→ **GIVEN TEXT**
'''
The Life of a Farmer
Insight into farming, business, and family
Luke Groce is a true entrepreneur. A fews years ago he and his wife Katherine dropped everything and decided to start farming. They haven’t looked back ever since. Driven by a love for land, food and people the Groce’s provide chemical-free vegetables and pork products to Louisville residents and restaurants alike. Groce Family Farm was Access Ventures’ first endorsement through Kiva, a micro-lending platform, a little over a year ago. Because of the successful loan the Groce’s were able to purchase a tractor and some pigs that have significantly increased the efficiency of their farm.
Over the last couple years, the farm has grown and so has their family. We spent a few days with the Groce’s on their farm to learn more about their lives. Luke answered a few questions about farming, life and family below.
What does a normal day for you look like?
There are not very many days that are normal. Most start with a cup of Sunergos coffee and some eggs over whatever vegetables are in season, and sometimes some porcine breakfast meats. Usually I’m waking up, emailing customers and others, planning the day and getting together whatever supplies I need for the day. When I get to the farm, I’m checking on the hogs: making sure they are all healthy and present, checking and filling feed and water if needed and investigating their temporary pasture to see if they and the pasture are ready for a move.
'''
→ **WHAT IS ASKED**
1. Reproduce the passage of the Groce Family Farm profile starting with "The Life of" and going on through "and family below.".
2. Answer these questions using the Groce Family Farm profile:
(a) What did the Kiva loan allow the Groces to purchase?
(b) What brand of coffee does Luke's day usually start with?
(c) To whom do the Groces provide their vegetables and pork products?
3. Extend the Groce Family Farm profile, picking up after its final sentence.
The lines that come after the Groce Family Farm profile are separate material.

→ **INFORMATION SHOWN**
'''
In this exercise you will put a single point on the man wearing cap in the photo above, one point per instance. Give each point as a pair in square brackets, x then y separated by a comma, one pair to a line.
'''
→ **WRITTEN RESPONSES**
1.
The Life of a Farmer
Insight into farming, business, and family
Luke Groce is a true entrepreneur. A fews years ago he and his wife Katherine dropped everything and decided to start farming. They haven’t looked back ever since. Driven by a love for land, food and people the Groce’s provide chemical-free vegetables and pork products to Louisville residents and restaurants alike. Groce Family Farm was Access Ventures’ first endorsement through Kiva, a micro-lending platform, a little over a year ago. Because of the successful loan the Groce’s were able to purchase a tractor and some pigs that have significantly increased the efficiency of their farm.
Over the last couple years, the farm has grown and so has their family. We spent a few days with the Groce’s on their farm to learn more about their lives. Luke answered a few questions about farming, life and family below.

2.
(a) A tractor and some pigs.
(b) Sunergos coffee.
(c) Louisville residents and restaurants.

3.
Picking days are usually Tuesdays and Saturdays. Those days I’m picking quickly with whoever is helping me and then getting it all packed up for our two farmers markets and our wholesale customers. On other days, when I’m in the garden, I’m mostly working on planting, picking, doing tractor work and killing weeds with a tractor or hand tools.
Why farming? What impact do you hope to have?
I farm for so many reasons: I love food. I love feeding people. I love working outdoors. I love learning and being challenged by new and different problems every day. I love seeing the way abundance and life comes forth out of sunlight, water and inanimate minerals. I love participating very tangibly in God’s cultural mandate to govern creation.
“I want to do work that I can involve my whole family in.”
Farming is nothing, if not a management of complex ecosystems. I believe that farming can treat those ecosystems in a very reductionistic way, or it can honor God’s design and enhance the complexity and beauty of them, while also enhancing their productivity. I hope to continually learn and to shift my farming toward the latter. I hope to impact land with my farming in a way that brings about this type of healing and harmony, and I hope that impact on the land brings abundance to people for generations to come.
Describe your family. Who else helps you on the farm?
My wife Katherine and I have three children: Our oldest son Hugo is three, and his brother and sister, Oscar and Lyda, are a year and a half old…yes, twins. My dad and brother help me on the farm more days than not. My dad has a couple agriculture degrees and worked for a missions organization with rural people, oftentimes helping them with their agricultural systems. A friend of mine sometimes comes and works with me one or two days a week on the farm. Since we live closer to our farm now, we are starting to try to send Katherine out to the farm for a portion of a day to work in the garden while I get a little extra time with our kids. We are hoping to one day live where we farm so that as our kids grow we can more easily share in what we hope to be increasingly overlapping spheres of the home and farming lives.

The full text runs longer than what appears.